Avant les solutions techniques, qui ont bien sûr toute leur importance, il me paraît fondamental que le gouvernement grec reprenne possession de ses programmes économiques et sociaux. Aujourd’hui, c’est la troïka Union européenne, FMI et Banque centrale européenne qui les définissent. Les solutions doivent commencer par là pour envisager ensuite un programme économique qui soit capable de créer les conditions de la croissance et de la création d’emplois, compatibles avec une réforme fiscale progressive et, inévitablement, une restructuration profonde de la dette. Il faut définir une politique économique cohérente afin de remplacer l’austérité appliquée aux secteurs sociaux les plus faibles par une politique de croissance.
La Grèce devrait-elle se défaire de l’euro comme l’Argentine s’est découplée du dollar?

Travail demandé »
1 - Relevez, dans l'extrait sur la politique économique de la Grèce, les institutions qui forment la troïka.
2 - Prolongez l'extrait sur la politique économique de la Grèce à partir de sa dernière phrase.

Matériel fourni »
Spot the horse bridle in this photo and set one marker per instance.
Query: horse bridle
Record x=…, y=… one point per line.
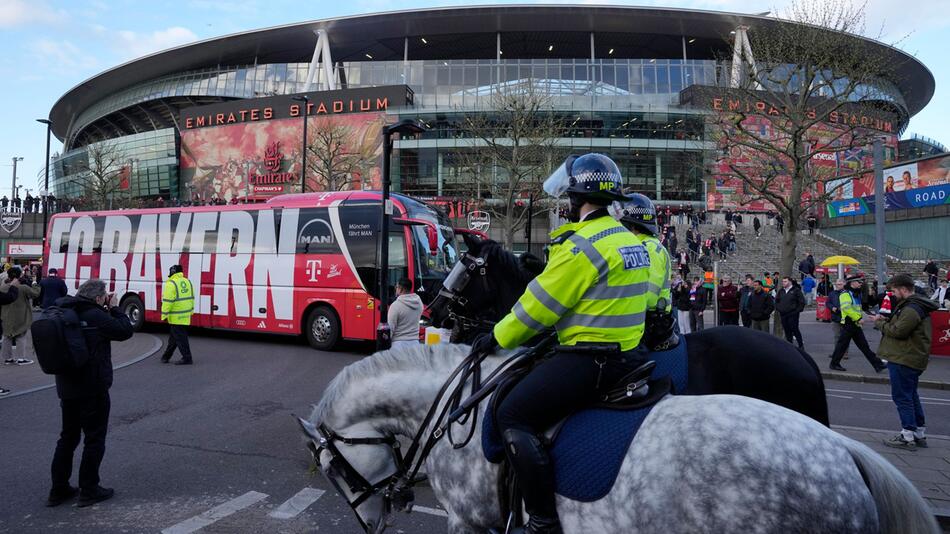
x=456, y=282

Réponses par numéro »
1 - Union européenne ; FMI ; Banque centrale européenne

2 -
Il y a deux ans, ma réponse aurait été définitivement négative. Il existait d’autres moyens. Aujourd’hui, la situation est devenue plus complexe. Pourtant, il convient de faire les efforts pour que cela ne se produise pas.
A propos de la monnaie, on devrait nous expliquer pourquoi l’euro, qui a été lancé à un taux de 0,80 dollar, a pu arriver en une décennie à un taux de 1,55 dollar. Rien dans les taux de productivité respectifs des Etats-Unis et du reste du monde ne peut expliquer une pareille appréciation.
Comment avez-vous fait pour faire sortir l’Argentine de la crise?
La solution a débuté par la reprise en main de la politique économique et sociale, en refusant les programmes d’ajustement récessifs du FMI. Elle a combiné plusieurs éléments décisifs: un grand effort de la société, qui a compris que pour la première fois depuis de longues années le gouvernement proposait des réponses différentes, une lutte importante pour la stabilité des prix en utilisant pour ce faire l’excédent fiscal, une politique monétaire qui a obligé les banques à recapitaliser ou à fermer, et de fortes incitations à investir et à créer des emplois.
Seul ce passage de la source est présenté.